● **PROBLEM TO SOLVE**: Retype the following article about the Netflix series "Crash Landing on You" in full, word for word.

May 23, 2020, 3:38 AM CDT
By Adela Suliman and Stella Kim
▲ Son Ye Jin (left )and Hyun Bin (right) star in 'Crash Landing On You,' series about an heiress and a soldier crosses Korea's north-south divide. Lim Hyo Seon / Netflix
The series features all the ingredients a viewer could wish for. A beautiful heiress. A swooning soldier. Danger. Forbidden love. All set in one of the most repressive places on earth — North Korea.
The series — "Crash Landing on You," on Netflix — has drawn a global audience of millions, many no doubt searching for entertainment as they while away their time in coronavirus-related lockdowns.
The premise is this: The gorgeous heiress has accidentally paraglided into North Korea, where she is aided by none other than the swooning soldier — with whom, of course, she eventually falls in love.
The series features the South Korean actor Hyun Bin, 37, and the actress Son Ye-Jin, 38 — both of whom are popular heartthrobs. It taps into taboos and offers a glimpse of life and love in the secretive state.
The show has attracted huge audiences from Australia to China and the United States. And nowhere has it had more impact than in South Korea, where few people can remember a unified peninsula. Korea split in two at the end of World War II in 1945.
But as secretive and repressive as North Korea is, for some South Koreans, at least, the series drives home one salient point: It just may be that there is more that unites Koreans than divides them.
"I watched the drama because it is not a heavy drama about the two Koreas, but a drama mainly focused on love," said Ashely Jun, a translator who lives in Seoul and is a big fan of the show.
"It is meaningful, in that it showed some ordinary concerns like love, friendship and family affection in North Korea," Jun said. "Viewers might think that North Koreans are not that much different from them."

Image-grounded pointing data:
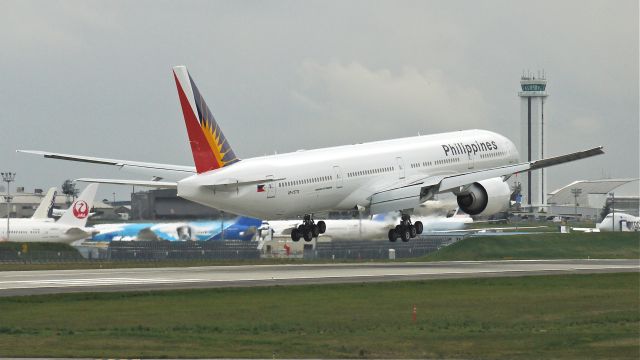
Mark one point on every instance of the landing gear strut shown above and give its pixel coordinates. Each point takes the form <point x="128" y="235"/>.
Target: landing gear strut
<point x="406" y="230"/>
<point x="308" y="229"/>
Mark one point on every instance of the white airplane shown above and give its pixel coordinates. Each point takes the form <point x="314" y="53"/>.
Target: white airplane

● **SOLVED PROBLEM**:
May 23, 2020, 3:38 AM CDT
By Adela Suliman and Stella Kim
▲ Son Ye Jin (left )and Hyun Bin (right) star in 'Crash Landing On You,' series about an heiress and a soldier crosses Korea's north-south divide. Lim Hyo Seon / Netflix
The series features all the ingredients a viewer could wish for. A beautiful heiress. A swooning soldier. Danger. Forbidden love. All set in one of the most repressive places on earth — North Korea.
The series — "Crash Landing on You," on Netflix — has drawn a global audience of millions, many no doubt searching for entertainment as they while away their time in coronavirus-related lockdowns.
The premise is this: The gorgeous heiress has accidentally paraglided into North Korea, where she is aided by none other than the swooning soldier — with whom, of course, she eventually falls in love.
The series features the South Korean actor Hyun Bin, 37, and the actress Son Ye-Jin, 38 — both of whom are popular heartthrobs. It taps into taboos and offers a glimpse of life and love in the secretive state.
The show has attracted huge audiences from Australia to China and the United States. And nowhere has it had more impact than in South Korea, where few people can remember a unified peninsula. Korea split in two at the end of World War II in 1945.
But as secretive and repressive as North Korea is, for some South Koreans, at least, the series drives home one salient point: It just may be that there is more that unites Koreans than divides them.
"I watched the drama because it is not a heavy drama about the two Koreas, but a drama mainly focused on love," said Ashely Jun, a translator who lives in Seoul and is a big fan of the show.
"It is meaningful, in that it showed some ordinary concerns like love, friendship and family affection in North Korea," Jun said. "Viewers might think that North Koreans are not that much different from them."